[Object point labels]

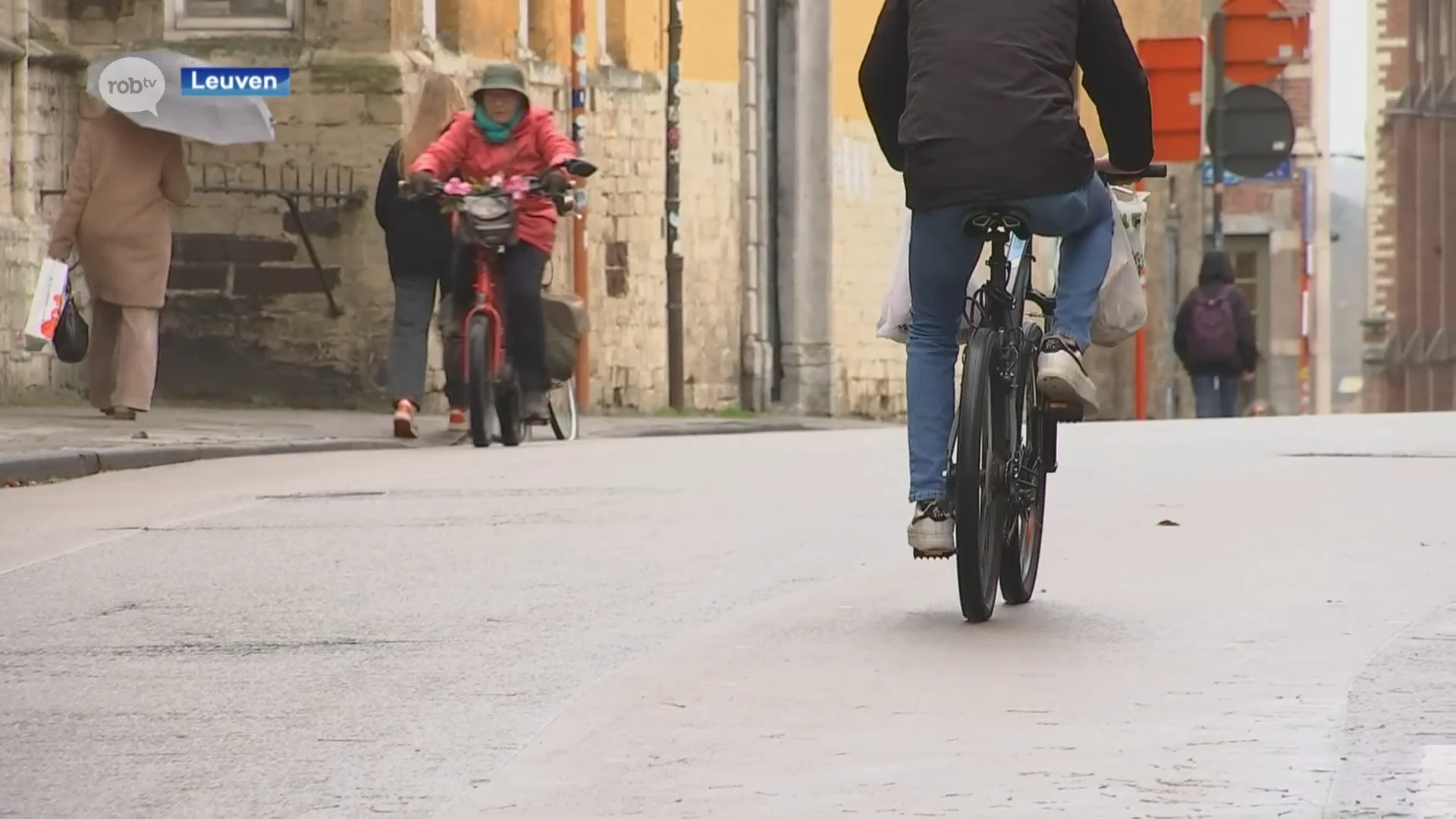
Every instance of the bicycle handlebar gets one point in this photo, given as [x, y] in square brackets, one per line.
[533, 187]
[1116, 175]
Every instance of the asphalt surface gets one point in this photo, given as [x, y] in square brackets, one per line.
[733, 627]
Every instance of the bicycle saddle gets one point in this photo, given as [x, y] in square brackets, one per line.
[983, 223]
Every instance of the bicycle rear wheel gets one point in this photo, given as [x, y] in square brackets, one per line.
[509, 413]
[981, 455]
[563, 410]
[1021, 547]
[481, 378]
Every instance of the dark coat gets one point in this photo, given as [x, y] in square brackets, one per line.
[417, 234]
[1216, 275]
[974, 99]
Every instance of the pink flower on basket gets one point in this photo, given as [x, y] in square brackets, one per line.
[456, 187]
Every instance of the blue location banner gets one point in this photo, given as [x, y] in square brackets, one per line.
[235, 82]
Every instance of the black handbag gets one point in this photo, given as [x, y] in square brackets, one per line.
[72, 335]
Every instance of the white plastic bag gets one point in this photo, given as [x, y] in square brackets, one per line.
[1122, 306]
[46, 303]
[894, 308]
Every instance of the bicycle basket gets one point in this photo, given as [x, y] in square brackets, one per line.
[487, 221]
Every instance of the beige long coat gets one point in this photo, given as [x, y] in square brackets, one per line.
[115, 209]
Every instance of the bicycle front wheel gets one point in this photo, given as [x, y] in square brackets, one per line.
[977, 493]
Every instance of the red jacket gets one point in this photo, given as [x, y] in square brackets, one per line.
[535, 146]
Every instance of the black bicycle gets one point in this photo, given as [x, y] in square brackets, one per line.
[1005, 433]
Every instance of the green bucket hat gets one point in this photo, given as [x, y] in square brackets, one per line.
[501, 76]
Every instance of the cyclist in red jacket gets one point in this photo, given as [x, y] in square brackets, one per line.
[504, 133]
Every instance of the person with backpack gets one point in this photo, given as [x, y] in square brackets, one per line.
[1215, 340]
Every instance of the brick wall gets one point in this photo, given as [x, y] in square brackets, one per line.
[1389, 69]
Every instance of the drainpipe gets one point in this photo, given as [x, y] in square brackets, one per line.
[580, 273]
[756, 105]
[676, 379]
[22, 152]
[1172, 264]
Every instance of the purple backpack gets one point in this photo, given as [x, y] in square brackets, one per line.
[1213, 338]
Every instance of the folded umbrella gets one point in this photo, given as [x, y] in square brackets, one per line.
[218, 120]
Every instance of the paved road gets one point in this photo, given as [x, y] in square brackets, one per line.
[731, 627]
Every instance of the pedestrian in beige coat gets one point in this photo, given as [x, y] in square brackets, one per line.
[115, 216]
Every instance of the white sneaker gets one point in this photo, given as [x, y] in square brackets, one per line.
[930, 531]
[1062, 375]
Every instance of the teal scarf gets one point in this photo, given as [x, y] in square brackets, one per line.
[497, 133]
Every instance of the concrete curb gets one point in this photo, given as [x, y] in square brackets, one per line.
[69, 464]
[721, 428]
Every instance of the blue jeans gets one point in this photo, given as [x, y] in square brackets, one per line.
[1216, 397]
[941, 261]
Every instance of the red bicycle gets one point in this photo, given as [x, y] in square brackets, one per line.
[485, 218]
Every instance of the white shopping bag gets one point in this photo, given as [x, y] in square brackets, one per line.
[46, 303]
[894, 308]
[1122, 306]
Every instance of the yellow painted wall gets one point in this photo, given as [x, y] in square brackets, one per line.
[637, 33]
[851, 27]
[711, 39]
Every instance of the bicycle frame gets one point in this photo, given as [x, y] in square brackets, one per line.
[485, 302]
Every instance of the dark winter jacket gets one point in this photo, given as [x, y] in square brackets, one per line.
[417, 234]
[974, 99]
[1215, 276]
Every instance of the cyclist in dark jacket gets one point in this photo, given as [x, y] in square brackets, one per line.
[421, 260]
[976, 104]
[1215, 338]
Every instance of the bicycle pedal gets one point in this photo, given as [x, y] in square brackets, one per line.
[1065, 411]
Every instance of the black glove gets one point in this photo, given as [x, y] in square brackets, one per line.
[419, 184]
[555, 183]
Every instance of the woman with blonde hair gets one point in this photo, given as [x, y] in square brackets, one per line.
[419, 242]
[115, 218]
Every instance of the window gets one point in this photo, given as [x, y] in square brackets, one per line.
[215, 15]
[603, 38]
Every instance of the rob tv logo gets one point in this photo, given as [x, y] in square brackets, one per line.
[235, 82]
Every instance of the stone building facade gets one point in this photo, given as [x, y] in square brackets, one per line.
[786, 245]
[1413, 283]
[38, 112]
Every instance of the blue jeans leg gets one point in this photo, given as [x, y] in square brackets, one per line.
[1206, 397]
[1229, 397]
[1084, 221]
[941, 264]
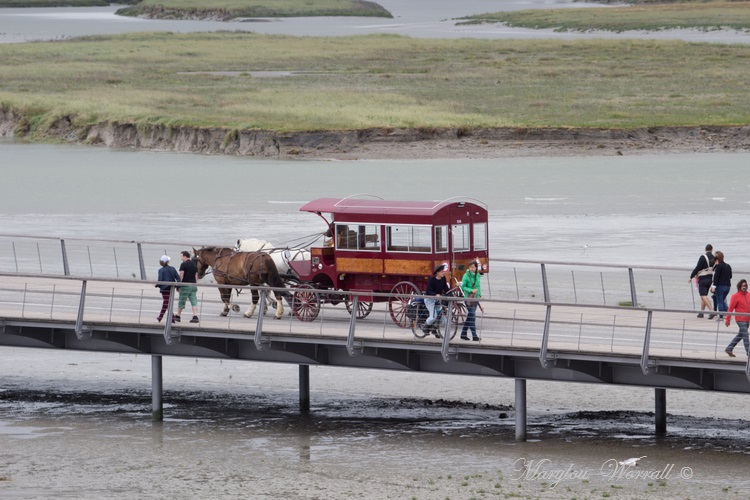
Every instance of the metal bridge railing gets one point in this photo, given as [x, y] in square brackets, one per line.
[508, 279]
[542, 329]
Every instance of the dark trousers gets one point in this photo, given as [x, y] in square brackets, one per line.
[741, 335]
[164, 304]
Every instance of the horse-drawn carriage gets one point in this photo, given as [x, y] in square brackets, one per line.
[388, 246]
[373, 246]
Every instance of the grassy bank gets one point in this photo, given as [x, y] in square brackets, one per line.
[374, 81]
[649, 17]
[230, 9]
[55, 3]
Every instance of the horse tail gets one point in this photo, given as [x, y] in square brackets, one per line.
[274, 278]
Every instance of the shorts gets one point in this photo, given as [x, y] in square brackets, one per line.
[704, 285]
[188, 292]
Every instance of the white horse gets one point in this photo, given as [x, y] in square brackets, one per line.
[281, 256]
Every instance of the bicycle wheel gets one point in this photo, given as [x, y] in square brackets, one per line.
[363, 307]
[417, 330]
[458, 317]
[397, 305]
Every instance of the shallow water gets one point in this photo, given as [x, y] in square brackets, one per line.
[78, 424]
[414, 18]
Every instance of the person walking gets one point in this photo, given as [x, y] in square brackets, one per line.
[470, 284]
[704, 271]
[740, 302]
[188, 274]
[722, 283]
[437, 285]
[167, 274]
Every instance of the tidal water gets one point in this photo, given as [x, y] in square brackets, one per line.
[414, 18]
[78, 424]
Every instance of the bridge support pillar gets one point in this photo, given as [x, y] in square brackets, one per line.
[520, 409]
[157, 403]
[660, 410]
[304, 388]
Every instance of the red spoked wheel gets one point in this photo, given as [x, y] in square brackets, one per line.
[305, 303]
[398, 305]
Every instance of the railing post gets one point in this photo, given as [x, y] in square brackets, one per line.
[79, 318]
[66, 269]
[258, 340]
[545, 338]
[646, 344]
[140, 262]
[544, 283]
[633, 296]
[168, 318]
[353, 351]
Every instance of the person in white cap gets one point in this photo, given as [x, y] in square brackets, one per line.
[167, 274]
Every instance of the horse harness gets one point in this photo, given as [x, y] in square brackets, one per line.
[246, 255]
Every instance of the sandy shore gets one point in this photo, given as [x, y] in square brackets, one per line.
[391, 143]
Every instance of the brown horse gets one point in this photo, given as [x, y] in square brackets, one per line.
[240, 269]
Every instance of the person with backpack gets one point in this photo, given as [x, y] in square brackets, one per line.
[722, 283]
[704, 271]
[470, 284]
[740, 302]
[167, 273]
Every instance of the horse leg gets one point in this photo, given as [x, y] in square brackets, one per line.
[251, 307]
[226, 297]
[271, 300]
[279, 307]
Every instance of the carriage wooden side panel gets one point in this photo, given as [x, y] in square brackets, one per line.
[377, 245]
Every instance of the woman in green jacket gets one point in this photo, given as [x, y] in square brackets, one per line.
[470, 284]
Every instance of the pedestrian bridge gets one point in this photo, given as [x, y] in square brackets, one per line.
[543, 321]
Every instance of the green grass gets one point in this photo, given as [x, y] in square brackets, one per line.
[375, 81]
[229, 9]
[56, 3]
[649, 17]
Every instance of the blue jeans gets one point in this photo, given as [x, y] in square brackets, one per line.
[721, 297]
[471, 320]
[741, 335]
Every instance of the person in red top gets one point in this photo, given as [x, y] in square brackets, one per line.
[740, 303]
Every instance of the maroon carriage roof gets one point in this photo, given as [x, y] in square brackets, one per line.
[380, 207]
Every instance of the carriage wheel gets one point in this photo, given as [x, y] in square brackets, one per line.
[398, 305]
[363, 308]
[305, 303]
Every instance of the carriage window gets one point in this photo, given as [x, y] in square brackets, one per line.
[358, 237]
[460, 237]
[480, 236]
[408, 239]
[441, 238]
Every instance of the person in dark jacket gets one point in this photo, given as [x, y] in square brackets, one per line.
[704, 271]
[437, 285]
[722, 283]
[167, 273]
[188, 274]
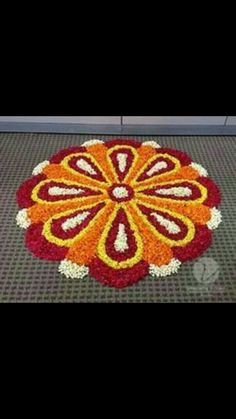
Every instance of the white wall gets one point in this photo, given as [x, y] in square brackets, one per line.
[127, 120]
[64, 119]
[174, 120]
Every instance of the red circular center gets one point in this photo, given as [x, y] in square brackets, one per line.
[120, 192]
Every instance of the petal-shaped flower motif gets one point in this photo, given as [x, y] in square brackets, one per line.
[118, 210]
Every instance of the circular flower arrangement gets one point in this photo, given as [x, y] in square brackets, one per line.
[118, 210]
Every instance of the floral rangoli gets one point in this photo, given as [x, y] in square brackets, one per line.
[118, 210]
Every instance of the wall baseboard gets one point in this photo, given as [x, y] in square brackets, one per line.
[65, 128]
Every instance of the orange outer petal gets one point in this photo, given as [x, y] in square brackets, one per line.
[42, 212]
[84, 249]
[99, 152]
[184, 173]
[198, 213]
[155, 252]
[56, 171]
[144, 154]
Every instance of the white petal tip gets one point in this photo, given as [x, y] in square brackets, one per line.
[72, 270]
[39, 168]
[165, 270]
[151, 144]
[92, 142]
[216, 219]
[200, 169]
[22, 219]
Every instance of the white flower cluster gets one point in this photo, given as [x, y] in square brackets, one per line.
[165, 270]
[121, 242]
[151, 144]
[92, 142]
[201, 170]
[215, 220]
[74, 221]
[122, 161]
[176, 190]
[84, 165]
[39, 168]
[157, 167]
[57, 191]
[22, 219]
[72, 270]
[170, 226]
[120, 192]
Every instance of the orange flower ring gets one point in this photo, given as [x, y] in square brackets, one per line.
[118, 210]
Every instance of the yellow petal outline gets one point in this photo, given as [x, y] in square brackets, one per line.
[189, 224]
[65, 163]
[101, 249]
[116, 148]
[203, 190]
[35, 191]
[174, 160]
[68, 242]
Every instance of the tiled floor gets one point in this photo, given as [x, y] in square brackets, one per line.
[24, 278]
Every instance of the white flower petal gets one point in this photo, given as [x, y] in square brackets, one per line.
[151, 144]
[39, 168]
[92, 142]
[120, 192]
[170, 226]
[22, 219]
[157, 167]
[57, 191]
[85, 166]
[215, 220]
[121, 242]
[72, 270]
[75, 221]
[201, 170]
[164, 270]
[176, 190]
[122, 161]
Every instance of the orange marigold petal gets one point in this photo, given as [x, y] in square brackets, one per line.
[99, 152]
[84, 249]
[56, 171]
[184, 173]
[198, 213]
[144, 154]
[42, 212]
[155, 252]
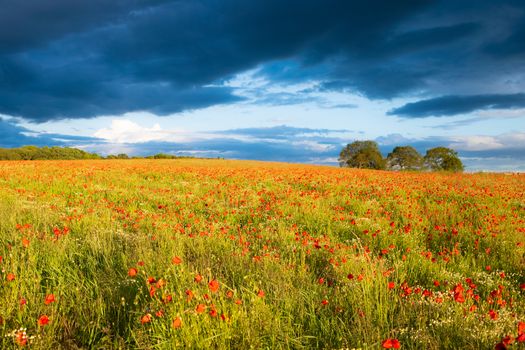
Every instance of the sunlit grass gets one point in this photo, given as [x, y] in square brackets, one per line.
[303, 256]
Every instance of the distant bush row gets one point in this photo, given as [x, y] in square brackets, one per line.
[366, 155]
[64, 153]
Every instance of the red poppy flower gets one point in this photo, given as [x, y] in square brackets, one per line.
[145, 319]
[200, 308]
[43, 320]
[132, 272]
[213, 285]
[177, 322]
[50, 298]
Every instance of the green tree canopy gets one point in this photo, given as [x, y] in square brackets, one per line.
[443, 158]
[362, 154]
[404, 158]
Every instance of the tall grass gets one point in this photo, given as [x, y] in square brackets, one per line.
[147, 254]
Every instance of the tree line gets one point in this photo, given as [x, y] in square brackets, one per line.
[65, 153]
[366, 155]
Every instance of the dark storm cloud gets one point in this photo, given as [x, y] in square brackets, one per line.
[78, 58]
[452, 105]
[13, 135]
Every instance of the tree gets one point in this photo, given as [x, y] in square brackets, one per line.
[443, 158]
[404, 158]
[362, 154]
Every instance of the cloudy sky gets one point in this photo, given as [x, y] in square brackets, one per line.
[285, 80]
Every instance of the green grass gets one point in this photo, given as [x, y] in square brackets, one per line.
[322, 244]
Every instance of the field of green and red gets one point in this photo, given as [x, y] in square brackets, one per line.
[229, 254]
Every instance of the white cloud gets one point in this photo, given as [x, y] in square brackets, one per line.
[483, 143]
[127, 131]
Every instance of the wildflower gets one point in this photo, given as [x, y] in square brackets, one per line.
[145, 319]
[493, 314]
[391, 343]
[213, 285]
[177, 322]
[25, 242]
[200, 308]
[521, 332]
[50, 298]
[132, 272]
[21, 337]
[43, 320]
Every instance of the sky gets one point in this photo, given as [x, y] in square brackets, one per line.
[276, 80]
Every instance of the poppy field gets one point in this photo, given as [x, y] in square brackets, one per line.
[163, 254]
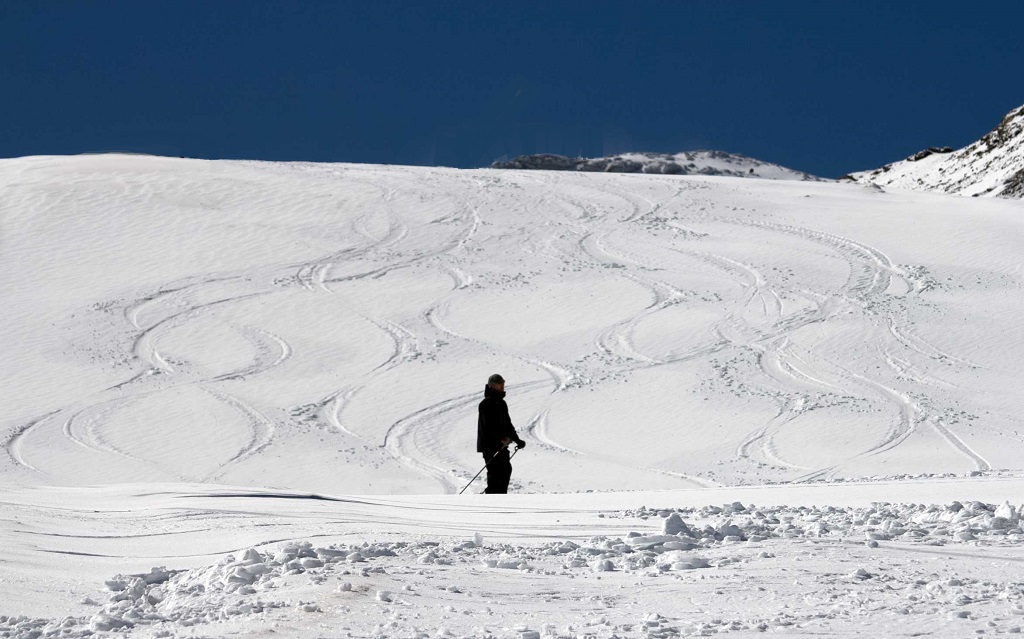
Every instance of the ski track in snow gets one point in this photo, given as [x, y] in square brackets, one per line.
[651, 232]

§ Directions for this task: Copy, without the pictures, exactly the lines from the line with "Every instance of the distant" through the end of the material above, both ends included.

§ Completed task:
Every instance of the distant bush row gets one point in this photo, given as [x, y] in square brackets, one per line.
[366, 155]
[64, 153]
Every instance of the red poppy flower gets one point in this photo, given as [x, y] in square brackets, one per line.
[145, 319]
[200, 308]
[43, 320]
[132, 272]
[213, 285]
[177, 322]
[50, 298]
Every instance of the green tree canopy gets one point in this photo, given as [x, y] in square brackets, one per line.
[443, 158]
[362, 154]
[404, 158]
Every instance of the tall grass gets one point in this photo, given as [x, y] in square brackets, one per line.
[147, 254]
Every instance of the tree line gets one point in this photo, given as [x, y] in square brackets, one per line.
[65, 153]
[366, 155]
Every instance of the dark storm cloud gets one point in this photo, given as [x, y] in square brackets, one per line.
[78, 58]
[452, 105]
[13, 135]
Every instance of the tree gets one point in this photo, given as [x, y] in square brackets, one per line.
[443, 158]
[404, 158]
[362, 154]
Every instance of the cloudy sky gets one point in this photo, given as [x, y] in square brackets, one per line.
[285, 80]
Every instance of the green grass gets one point in this photo, given as [x, y] in square brackets, one per line.
[322, 244]
Every instance of the field of green and red gets one point in this photo, given as [x, y] in square brackets, one per line.
[229, 254]
Every instance of the white cloud gets one point in this photo, given as [x, y] in square brackets, one per line.
[483, 143]
[127, 131]
Every instance of the wildflower gets one point in this photo, given as [x, y] in square brackets, one per line.
[145, 319]
[493, 314]
[391, 343]
[213, 285]
[177, 322]
[25, 242]
[200, 308]
[521, 332]
[50, 298]
[132, 272]
[21, 337]
[43, 320]
Every instance of the sky gets one point in this photo, given as [x, y] in square brackets, one per line.
[276, 80]
Every instance of the poppy field gets one point in this photo, given as [x, y] in square brackets, one per line.
[163, 254]
Every instance of the ski track in snow gets one point in this photo, given as [x, y] in square brackets, one per line.
[651, 232]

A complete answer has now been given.